Document extract:
---+---
The academy, which will be designed to encourage technology and economic access, is a territorywide initiative for students in kindergarten through 12th grade. Students will attend STEAM-focused classes on both UVI campuses and connect in virtual classrooms with counterparts throughout the territory.

In this planned dual-enrollment initiative, high school students will take part in their STEAM Academy curriculum and be enrolled in a two-year information technology certification track, where they will receive training in industry certifications or four-year STEAM-related degree programs.

Students in the program will graduate from high school with either information technology industry certifications or university credits toward a bachelor’s degree, UVI announced in Thursday's news release.

Upon high school graduation, for those students in the certification track, or upon graduation from UVI, STEAM Academy students will receive guaranteed job placement in the local technology economy in the U.S. Virgin Islands, the release said.

The release did not say how many students will be enrolled in the program or when it will start. It also did not say how the collaborators can promise the students jobs.
---+---
Data for this task:
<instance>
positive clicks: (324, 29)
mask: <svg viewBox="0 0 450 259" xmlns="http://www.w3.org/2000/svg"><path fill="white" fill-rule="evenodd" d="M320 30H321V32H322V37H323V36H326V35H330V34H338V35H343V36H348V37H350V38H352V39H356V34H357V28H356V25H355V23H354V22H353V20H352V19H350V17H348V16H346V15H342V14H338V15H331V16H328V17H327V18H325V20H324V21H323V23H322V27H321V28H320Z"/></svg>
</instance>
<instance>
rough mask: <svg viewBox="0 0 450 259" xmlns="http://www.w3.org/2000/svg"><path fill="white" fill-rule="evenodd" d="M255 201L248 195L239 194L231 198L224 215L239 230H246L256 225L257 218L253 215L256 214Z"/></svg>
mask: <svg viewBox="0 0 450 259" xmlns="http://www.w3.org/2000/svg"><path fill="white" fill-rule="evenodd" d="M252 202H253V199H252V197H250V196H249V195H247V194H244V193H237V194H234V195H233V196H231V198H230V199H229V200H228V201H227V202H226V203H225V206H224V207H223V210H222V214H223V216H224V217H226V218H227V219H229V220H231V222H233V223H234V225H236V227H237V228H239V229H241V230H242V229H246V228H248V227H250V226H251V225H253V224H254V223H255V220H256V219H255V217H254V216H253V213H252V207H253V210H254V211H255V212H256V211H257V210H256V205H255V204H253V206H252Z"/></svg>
---+---
Brief A:
In the rows starting at the line containing "</instance>" and ending at the line containing "rough mask: <svg", can you substitute "coarse mask" for "rough mask", leave everything else as it is, and give back only those lines?
Brief B:
Could you pick up the article on the UVI STEAM Academy after its last sentence and keep writing it?
The news text and the rows come from unrelated sources.

Answer A:
</instance>
<instance>
coarse mask: <svg viewBox="0 0 450 259" xmlns="http://www.w3.org/2000/svg"><path fill="white" fill-rule="evenodd" d="M255 201L248 195L239 194L231 198L224 215L239 230H246L256 225L257 218L253 215L256 214Z"/></svg>

Answer B:
“UVI is thrilled about this partnership with viNGN and the Department of Education,” said UVI President David Hall. “The STEAM academy at UVI will empower us to inspire and prepare the next generation of technology leaders in the Virgin Islands.”

“Through this partnership we can create a pipeline of talent that will fulfill the future needs for businesses who presently exist and those who will be attracted to the territory in the future,” Hall said.

“Students regardless of socioeconomic background will have access to STEAM education on all three islands,” said Tonjia Coverdale, president and chief executive officer of viNGN. “This will be a school without walls, a territorial school.”

Coverdale is also an assistant professor of computer information systems at UVI, currently serving in a part-time capacity.